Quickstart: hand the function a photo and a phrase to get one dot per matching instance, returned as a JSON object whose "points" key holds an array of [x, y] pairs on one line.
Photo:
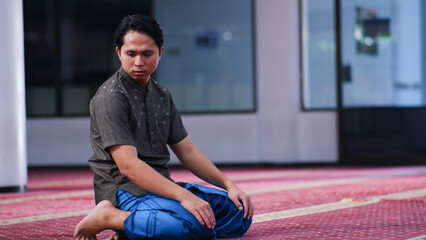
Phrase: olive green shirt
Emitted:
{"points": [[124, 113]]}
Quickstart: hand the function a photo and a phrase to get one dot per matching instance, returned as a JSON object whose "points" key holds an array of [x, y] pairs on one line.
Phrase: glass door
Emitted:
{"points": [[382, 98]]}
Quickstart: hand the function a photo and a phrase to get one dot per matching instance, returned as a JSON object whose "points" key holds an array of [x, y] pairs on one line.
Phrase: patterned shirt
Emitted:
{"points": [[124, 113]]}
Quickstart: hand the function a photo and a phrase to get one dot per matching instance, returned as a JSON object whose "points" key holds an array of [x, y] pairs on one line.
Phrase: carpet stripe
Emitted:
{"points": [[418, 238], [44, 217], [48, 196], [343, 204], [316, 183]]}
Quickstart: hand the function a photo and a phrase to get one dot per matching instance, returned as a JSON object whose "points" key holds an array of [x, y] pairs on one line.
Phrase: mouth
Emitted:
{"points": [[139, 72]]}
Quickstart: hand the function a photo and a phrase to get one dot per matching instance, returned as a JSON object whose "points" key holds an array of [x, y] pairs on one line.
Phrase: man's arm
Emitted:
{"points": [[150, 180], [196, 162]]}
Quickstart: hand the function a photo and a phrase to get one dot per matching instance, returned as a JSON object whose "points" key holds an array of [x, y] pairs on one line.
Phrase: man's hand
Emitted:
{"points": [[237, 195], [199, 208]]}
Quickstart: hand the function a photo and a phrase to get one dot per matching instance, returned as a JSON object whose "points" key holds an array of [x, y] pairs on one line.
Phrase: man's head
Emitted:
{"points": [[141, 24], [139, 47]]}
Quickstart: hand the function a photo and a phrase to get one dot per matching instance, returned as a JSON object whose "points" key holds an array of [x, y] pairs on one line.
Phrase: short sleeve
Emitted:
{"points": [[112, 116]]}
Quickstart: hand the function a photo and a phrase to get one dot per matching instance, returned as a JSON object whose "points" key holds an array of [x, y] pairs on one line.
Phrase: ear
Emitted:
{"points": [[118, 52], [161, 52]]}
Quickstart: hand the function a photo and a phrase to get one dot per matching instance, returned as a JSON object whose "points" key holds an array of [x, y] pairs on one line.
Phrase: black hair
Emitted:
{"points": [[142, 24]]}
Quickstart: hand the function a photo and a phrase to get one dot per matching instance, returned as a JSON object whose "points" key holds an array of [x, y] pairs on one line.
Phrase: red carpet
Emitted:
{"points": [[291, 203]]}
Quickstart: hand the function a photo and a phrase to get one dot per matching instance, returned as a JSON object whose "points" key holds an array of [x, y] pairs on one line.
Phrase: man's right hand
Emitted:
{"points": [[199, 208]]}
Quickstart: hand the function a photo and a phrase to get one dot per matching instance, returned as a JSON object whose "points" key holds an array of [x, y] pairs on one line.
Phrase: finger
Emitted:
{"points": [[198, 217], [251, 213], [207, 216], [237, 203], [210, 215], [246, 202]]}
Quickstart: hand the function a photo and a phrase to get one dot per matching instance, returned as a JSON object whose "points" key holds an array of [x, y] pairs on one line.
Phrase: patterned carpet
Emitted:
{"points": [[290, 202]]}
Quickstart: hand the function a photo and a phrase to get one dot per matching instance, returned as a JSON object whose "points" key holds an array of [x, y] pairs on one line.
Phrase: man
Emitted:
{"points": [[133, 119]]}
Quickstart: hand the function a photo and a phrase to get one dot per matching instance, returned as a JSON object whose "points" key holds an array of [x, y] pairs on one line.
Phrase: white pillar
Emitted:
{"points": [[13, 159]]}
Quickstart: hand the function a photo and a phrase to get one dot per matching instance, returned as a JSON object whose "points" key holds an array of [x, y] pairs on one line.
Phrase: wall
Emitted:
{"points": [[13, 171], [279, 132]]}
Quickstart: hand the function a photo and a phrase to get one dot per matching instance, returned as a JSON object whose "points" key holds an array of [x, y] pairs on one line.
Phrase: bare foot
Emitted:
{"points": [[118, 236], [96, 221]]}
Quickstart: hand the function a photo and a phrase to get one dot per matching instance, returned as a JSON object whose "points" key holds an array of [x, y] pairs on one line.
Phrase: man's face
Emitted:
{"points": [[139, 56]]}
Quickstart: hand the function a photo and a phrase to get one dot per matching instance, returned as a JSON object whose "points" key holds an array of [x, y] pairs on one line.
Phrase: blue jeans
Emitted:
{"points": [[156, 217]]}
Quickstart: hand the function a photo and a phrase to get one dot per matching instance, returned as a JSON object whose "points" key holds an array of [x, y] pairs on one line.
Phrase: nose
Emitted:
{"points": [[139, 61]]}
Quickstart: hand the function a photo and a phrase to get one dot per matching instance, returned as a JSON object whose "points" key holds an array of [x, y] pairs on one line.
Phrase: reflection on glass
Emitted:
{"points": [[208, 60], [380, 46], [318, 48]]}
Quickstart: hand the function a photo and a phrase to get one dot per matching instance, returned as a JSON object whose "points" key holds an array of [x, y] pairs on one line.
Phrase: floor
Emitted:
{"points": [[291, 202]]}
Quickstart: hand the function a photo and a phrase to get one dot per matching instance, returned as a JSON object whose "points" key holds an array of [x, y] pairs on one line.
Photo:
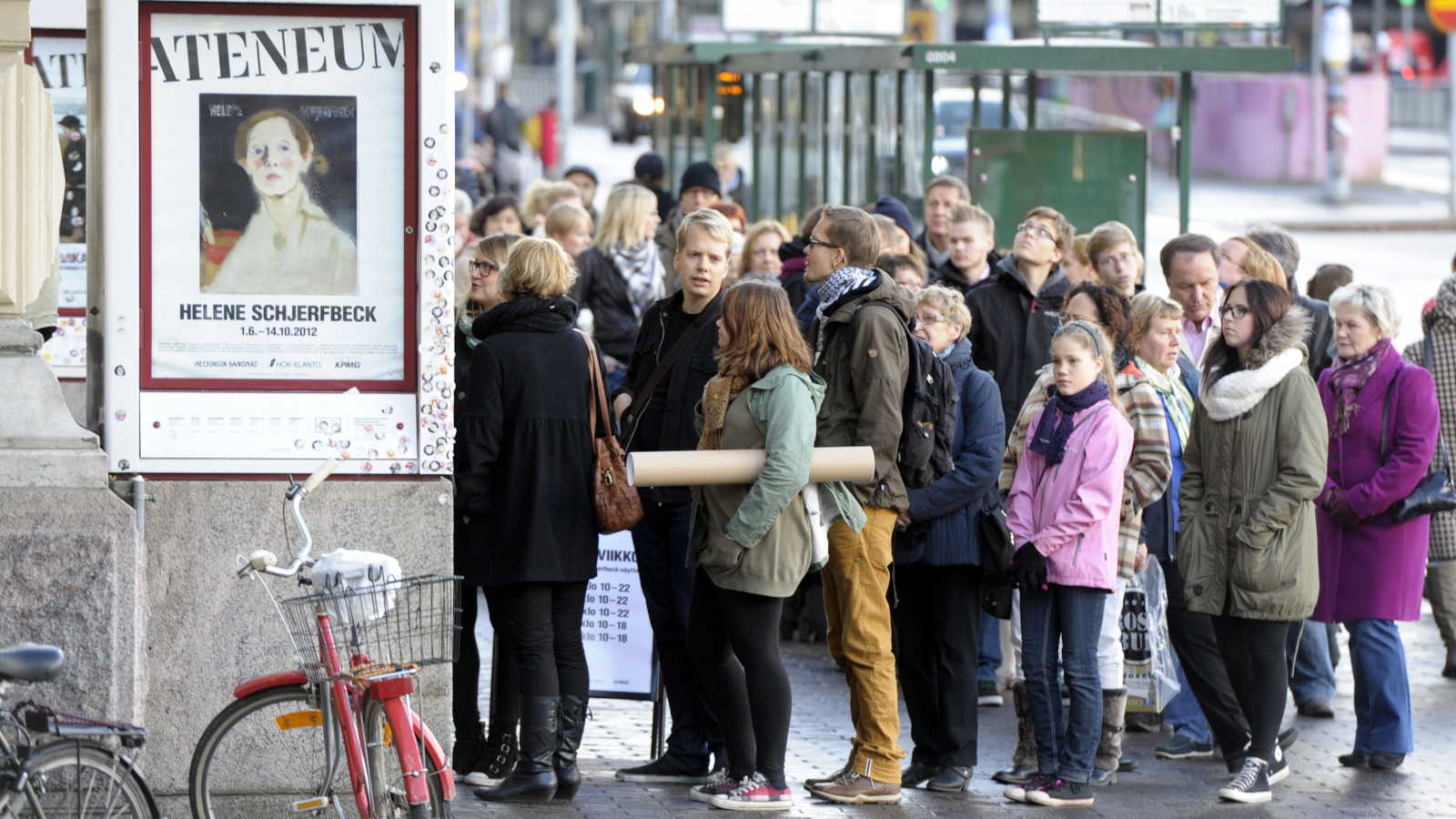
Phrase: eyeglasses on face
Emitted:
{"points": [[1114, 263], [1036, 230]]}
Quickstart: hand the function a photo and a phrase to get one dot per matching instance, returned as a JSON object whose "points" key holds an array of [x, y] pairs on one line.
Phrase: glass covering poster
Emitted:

---

Repeat each record exactly as shown above, dropping all images.

- RESPONSE:
Quickstart: hand the function a photo and a phrase to get one dot per matching instance, returned as a JSON object whose "points" key holds an array of [x, y] pairs on one line.
Photo:
Phrase: olive green shirt
Emitted:
{"points": [[124, 113]]}
Quickstart: hand the function a photo and a phrase to get one dot per matching instance, returned as a JSON object whose "points" key holds an array of [x, y] pairs on one line.
Phrase: glass door
Emitted:
{"points": [[382, 98]]}
Quickstart: hand the function a photo and a phrase to get one dot per matching instance, returned as a JSON object whose "points" key holds an array of [x, y] pairs on one line.
Phrase: patterned shirt
Emitted:
{"points": [[124, 113]]}
Quickstart: hand the function a photo and a phrase to get one dot per matching instance, returned as a JSON object whose "points" key holds an array of [x, y] pairs on one line.
Phrase: carpet stripe
Emitted:
{"points": [[418, 238], [44, 217], [48, 196], [343, 204], [316, 183]]}
Quickstart: hand the function a photo and a phrase to get one dot per matching instance, returned as a JSON object whose "points" key holds an array of [x, y] pairs on one line.
Phrase: mouth
Emitted:
{"points": [[139, 72]]}
Quickstart: hand the function a photo and a phrase to get one dot per matching instance, returned as a JSON object whose "points" key holds an array of [x, y] pairs on one line.
Phrase: man's arm
Emitted:
{"points": [[150, 180], [196, 162]]}
Quickstart: hand the function a photo and a phrase to get one dot per matching instance, returned as a JSON object whose "points" key holds an array of [x, y] pairs on one line.
Phrase: man's hand
Emitted:
{"points": [[237, 195], [199, 208]]}
Quickstart: hand the function a photo and a phrase to get one dot per matching instance, returned as a JSON object whose "points" key holds an array of [x, y] pairs on one line.
Phrase: man's head
Emitted:
{"points": [[141, 24], [139, 47]]}
Quickstart: hand the function a photo and a phrase to get one dot per matching instance, returned as a JSON object whose "points" key holds an array of [x, y] pairs on one line.
Phrase: short sleeve
Emitted:
{"points": [[112, 116]]}
Quickstart: hand the function a photo and a phrase to get one dot per matching instance, returned as a JSON object whose "points" key holds an array of [x, y] pairs on one line.
Phrase: ear
Emitted:
{"points": [[118, 52], [161, 52]]}
Quickstart: hand the function a photo and a phrase to get one dot per matching instance, returned as a JSON object whose "points" key holds an array of [x, y] pairs on one line.
Phrase: black hair
Emitted:
{"points": [[142, 24]]}
Quickstart: hand the function a photo and a phrase to get one dot per matching instance, returned as a JSON object whose "points" key holds an array of [x, y] pairs on one line.
Phrase: red carpet
Emitted:
{"points": [[291, 203]]}
Quickstart: hand the function a photo and a phrase to get one dot per matching instance, returned as a JSON object whose "points" key holds an array of [x, y] pairs on one line.
Phrase: man's right hand
Emitted:
{"points": [[199, 208]]}
Quickstart: hand the function a photo and a phrase to get one dot per matching instance, returned as a JSON object whose "points" key holds an array of [x, y] pairs on one line.
Phrase: finger
Emitted:
{"points": [[198, 217], [251, 213], [207, 216], [237, 203], [210, 215], [246, 202]]}
Quickstart: hand the function a photo and a phrase to get one dot per matching instance, returned as a JSON object whose "points" key holds an array of [x, y] pairs on one line.
Phrase: patterned carpet
Emitted:
{"points": [[290, 202]]}
Quickstart: hand the function a photo and a phrase to get one dot per matching instance, returned as a JSON object whose "points" key holds an array of [x, y] pairs on one line.
Phrase: man
Emitted:
{"points": [[133, 119]]}
Quickstart: hand the function a photo and a phrase to get one dot per matching instance, returned as a JSON object whose "points" key holds an array of [x, y] pairs on one line.
Phrase: white pillar
Emitted:
{"points": [[13, 159]]}
Quickstart: hand the function a photo and a phrase to get one dot per matching instance, returned as a JSON object whose "points" key holds an array of [x, y] pairs on one line.
Phrase: wall
Emitted:
{"points": [[13, 171], [279, 132]]}
Quickstart: hand the function a photo and a phrase to get one dot per matching instance, returned as a JSON object whose "points" key holds an array of [x, y] pairs on one line.
Phrase: bare foot
Emitted:
{"points": [[118, 236], [96, 221]]}
Quickstart: hand the function a photo and a phrase to get one dot per matching instance, returned as a JSON object whose "points" key holds an array of [x, y] pairs on one line.
Phrase: man's face
Emitted:
{"points": [[139, 56]]}
Quickstart: hand the function a photo and a phrase to get one dot per matching instance, returned as a JSON object whose "points" key holds an array of [x, y] pairs on one line.
Phrase: blue jeans
Emitted:
{"points": [[156, 217]]}
Quickstart: hand the function a photo and a phrase to get one dot per matching instance, returned as a JSON object whose "points" key holds an array of [x, y] pairs on one line.
Phrase: nose
Emitted:
{"points": [[139, 61]]}
Quickstart: hand the function a photo and a phrase to get one dot per matching instance, returned as a JSON object whose "points" key holds an array of [x, y] pairs on one line.
Phrase: reflection on glass
Emitted:
{"points": [[208, 60], [380, 46], [318, 48]]}
Quickstart: hand the function a photo and a phrase to get one dot per matching instance, returned as a JSON object whose "points" key holds an array of [x, y] pairs on one line.
Phrase: floor
Emitted:
{"points": [[291, 202]]}
Quickstart: hand the function a photo and a phrase to get one dot per matching instance, returned as a JSON object whose "points" key holds an array of [x, y] pairs on one line.
Photo:
Phrase: eyeglasses on face
Emitted:
{"points": [[1114, 263], [1036, 230]]}
Quickstart: hand the function a photo and a phrase to get one dot per matching instance, returned as a JSON object whose "points" key holds an array of [x, y] pairs on one line.
Phrase: glass covering poster
Emitted:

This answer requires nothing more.